The case can also be made that in- laws are deserving of more respect than one’s own parents. Through them you have been presented with a lifelong companion, a means for channeling physical drives to  fulfilling mitzvahs and to building a Jewish home. There is a moral obligation of the highest order upon the husband not to be ungrateful and to exhibit gratitude to them for their raising their daughter. How many challenges needed to be overcome by the wife’s parents, hard work and diligence, until they reached the point of walking her down the  aisle  to  marry?  How can they possibly be fully repaid? It is therefore a great obligation not to be thankless and to relate to in-laws as a son to a parent.

→ **Material supplied**

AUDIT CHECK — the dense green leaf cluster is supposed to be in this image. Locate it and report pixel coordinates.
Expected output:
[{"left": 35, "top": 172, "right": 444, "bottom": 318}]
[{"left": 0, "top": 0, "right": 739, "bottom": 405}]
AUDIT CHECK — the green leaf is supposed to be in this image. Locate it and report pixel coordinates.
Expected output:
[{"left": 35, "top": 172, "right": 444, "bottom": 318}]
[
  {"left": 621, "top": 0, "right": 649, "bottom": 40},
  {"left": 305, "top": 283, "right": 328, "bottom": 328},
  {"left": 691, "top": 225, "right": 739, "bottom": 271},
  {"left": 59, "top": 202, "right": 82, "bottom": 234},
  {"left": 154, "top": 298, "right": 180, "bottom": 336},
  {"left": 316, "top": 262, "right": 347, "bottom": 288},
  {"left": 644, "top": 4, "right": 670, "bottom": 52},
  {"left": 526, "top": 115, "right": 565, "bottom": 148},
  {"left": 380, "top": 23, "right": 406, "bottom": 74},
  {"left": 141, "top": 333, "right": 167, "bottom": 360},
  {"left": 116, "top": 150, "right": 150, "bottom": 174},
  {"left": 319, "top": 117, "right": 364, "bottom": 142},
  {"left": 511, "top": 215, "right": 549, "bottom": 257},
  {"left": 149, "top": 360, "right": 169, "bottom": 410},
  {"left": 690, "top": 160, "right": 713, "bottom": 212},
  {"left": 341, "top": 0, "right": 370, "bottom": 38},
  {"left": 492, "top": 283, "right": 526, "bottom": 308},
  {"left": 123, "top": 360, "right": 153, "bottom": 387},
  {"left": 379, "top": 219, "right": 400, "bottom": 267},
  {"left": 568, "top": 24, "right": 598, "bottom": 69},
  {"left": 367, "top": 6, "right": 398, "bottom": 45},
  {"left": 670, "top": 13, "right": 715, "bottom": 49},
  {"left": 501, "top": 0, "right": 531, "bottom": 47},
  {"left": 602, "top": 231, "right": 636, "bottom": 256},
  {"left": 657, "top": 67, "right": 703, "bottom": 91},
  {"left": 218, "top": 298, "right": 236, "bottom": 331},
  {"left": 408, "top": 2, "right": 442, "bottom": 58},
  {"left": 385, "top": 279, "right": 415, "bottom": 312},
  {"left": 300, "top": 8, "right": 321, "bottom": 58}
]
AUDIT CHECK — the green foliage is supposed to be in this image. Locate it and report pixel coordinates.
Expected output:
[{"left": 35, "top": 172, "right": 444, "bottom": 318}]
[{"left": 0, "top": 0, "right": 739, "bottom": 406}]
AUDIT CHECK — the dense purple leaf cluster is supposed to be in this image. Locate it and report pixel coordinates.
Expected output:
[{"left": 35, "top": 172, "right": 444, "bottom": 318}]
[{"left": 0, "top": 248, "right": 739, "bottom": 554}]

→ **Task instructions**
1 - Reproduce the passage on respecting in-laws verbatim, starting at "The case can" and ending at "to a parent.".
2 - Extend the passage on respecting in-laws past its final sentence.

→ **Answer section**
1 -
The case can also be made that in- laws are deserving of more respect than one’s own parents. Through them you have been presented with a lifelong companion, a means for channeling physical drives to  fulfilling mitzvahs and to building a Jewish home. There is a moral obligation of the highest order upon the husband not to be ungrateful and to exhibit gratitude to them for their raising their daughter. How many challenges needed to be overcome by the wife’s parents, hard work and diligence, until they reached the point of walking her down the  aisle  to  marry?  How can they possibly be fully repaid? It is therefore a great obligation not to be thankless and to relate to in-laws as a son to a parent.

2 -
Moreover, a husband needs to encourage his wife to be diligent and attentive  to   honoring   her   father- and mother-in-law for yet another reason. Our Sages observed  (Tana D’Bei Eliyahu Raba 27) that the Scripture places  the  Commandments of not being an adulterer immediately adjacent  to  honoring   one’s   parents to teach us that if someone is indeed married to a woman who is contentious and quarrelsome towards her in-laws, especially in their latter years when they are frail and needing assistance, it is as if he has committed adultery throughout his life time, as  this  woman  clearly was not intended as the  proper  wife for him. After overcoming the great hurdles and challenges of raising their son, how hurtful it assuredly becomes should their son marry someone who is the cause of such family discord. The son himself will become argumentative with his parents in defending his wife’s behavior and ultimately their own children will leave the household as the bantering and bickering will become unbearable.

Q: in that case, what is the daughter-in-law’s obligation to her in-laws?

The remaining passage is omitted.